Position identification records:

# # # # #

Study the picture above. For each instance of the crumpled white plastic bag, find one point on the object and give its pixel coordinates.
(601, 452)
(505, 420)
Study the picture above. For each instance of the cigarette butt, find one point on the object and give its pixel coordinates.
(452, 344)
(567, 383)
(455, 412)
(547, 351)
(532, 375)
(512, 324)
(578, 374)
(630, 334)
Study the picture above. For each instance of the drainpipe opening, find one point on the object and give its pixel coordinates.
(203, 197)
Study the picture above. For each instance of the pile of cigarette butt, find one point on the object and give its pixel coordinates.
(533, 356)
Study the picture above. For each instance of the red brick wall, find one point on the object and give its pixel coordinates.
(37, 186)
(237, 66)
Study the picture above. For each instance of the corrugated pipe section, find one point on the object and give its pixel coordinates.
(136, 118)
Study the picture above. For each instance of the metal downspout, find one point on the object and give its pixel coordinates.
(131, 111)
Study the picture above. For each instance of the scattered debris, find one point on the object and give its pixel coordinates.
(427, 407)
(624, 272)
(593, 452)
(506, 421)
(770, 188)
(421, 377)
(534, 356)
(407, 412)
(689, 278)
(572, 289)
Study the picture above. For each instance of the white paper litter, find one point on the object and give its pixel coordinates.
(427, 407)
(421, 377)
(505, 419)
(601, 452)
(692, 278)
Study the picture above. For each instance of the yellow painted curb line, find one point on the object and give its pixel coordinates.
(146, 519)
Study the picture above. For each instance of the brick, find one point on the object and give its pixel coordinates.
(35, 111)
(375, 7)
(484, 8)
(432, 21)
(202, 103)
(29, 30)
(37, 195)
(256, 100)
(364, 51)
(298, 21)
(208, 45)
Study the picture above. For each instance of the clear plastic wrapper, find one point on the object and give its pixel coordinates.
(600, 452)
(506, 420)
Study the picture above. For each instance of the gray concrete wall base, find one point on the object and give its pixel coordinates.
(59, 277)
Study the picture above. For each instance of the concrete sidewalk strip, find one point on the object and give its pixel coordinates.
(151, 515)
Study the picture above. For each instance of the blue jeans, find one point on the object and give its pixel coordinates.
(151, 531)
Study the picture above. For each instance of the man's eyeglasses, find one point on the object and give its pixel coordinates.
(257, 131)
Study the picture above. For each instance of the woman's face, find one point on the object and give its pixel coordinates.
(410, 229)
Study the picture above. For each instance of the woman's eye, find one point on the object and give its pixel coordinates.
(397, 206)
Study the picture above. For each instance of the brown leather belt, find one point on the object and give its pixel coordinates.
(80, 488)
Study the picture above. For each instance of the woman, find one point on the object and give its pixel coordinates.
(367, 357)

# # # # #

Make an exact copy of every line in the data.

ANSWER TO THE TASK:
Study the picture above. For each instance of the crumpled white plastic bag, find one point on the object and give its pixel coordinates.
(601, 452)
(505, 420)
Study the picture above. For each instance of the cigarette butt, find one point on the object and give its pixel coordinates.
(452, 344)
(567, 383)
(455, 412)
(547, 351)
(532, 375)
(512, 324)
(578, 374)
(630, 334)
Study the picture above. For each instance of the drainpipe opening, find one point on the object and give its pixel coordinates.
(203, 197)
Study the picture above. For each instance of the pile of cigarette butt, find one point on the object and give its pixel coordinates.
(533, 356)
Study the picture above. For each instance of the red brick wall, find one point on the object and give its pixel coordinates.
(37, 186)
(237, 66)
Study the picture above. For each instance of the corrugated pipe section, find one point on the object and give its pixel coordinates.
(136, 118)
Study the picture above. For each instance of the metal downspout, find one point on the object and give its pixel coordinates.
(131, 111)
Study the picture above. For each instance of the scattered debris, find one point on the object and give its pixel coordinates.
(427, 407)
(624, 272)
(593, 452)
(506, 421)
(770, 188)
(421, 377)
(534, 356)
(407, 412)
(689, 278)
(572, 289)
Study the picture above. For each instance of the white paper litter, find one point on the object and give its pixel coordinates.
(427, 407)
(421, 377)
(505, 419)
(601, 452)
(692, 278)
Study the picture above. For each instance of the yellow painted curb line, find one point on the object and give its pixel coordinates.
(146, 519)
Study the picture above. For each instance of the brick, find one point on the object and give its pixel coordinates.
(35, 111)
(375, 7)
(484, 8)
(432, 21)
(202, 103)
(29, 30)
(37, 195)
(256, 100)
(364, 51)
(298, 21)
(208, 45)
Study the picture above. For each instance of the clear plastic wrapper, find one point on the object and give its pixel coordinates.
(600, 452)
(506, 420)
Study the picture above. For each instance of the gray concrete wall base, find one point on the object and give its pixel coordinates.
(59, 277)
Study the picture above. For each instance of the concrete sidewalk strip, find one point on the object and give its pixel coordinates.
(151, 515)
Study the picture above. For each instance of the blue jeans, find one point on the object and give its pixel coordinates.
(151, 531)
Study the picture above. For each instance of the man's eyeglasses, find one point on the object and give its pixel coordinates.
(257, 131)
Study the picture above. For each instance of the woman's face, find one point on the object and give its pixel coordinates.
(410, 229)
Study the picture above. For each instance of the woman's eye, find one point on the object and give its pixel coordinates.
(397, 206)
Study the picture above. For each instance of the brown leather belt, find one point on the object and give its pixel coordinates.
(80, 488)
Study the picture above. For each instance of the woman, find one point on the object and give its pixel coordinates.
(367, 357)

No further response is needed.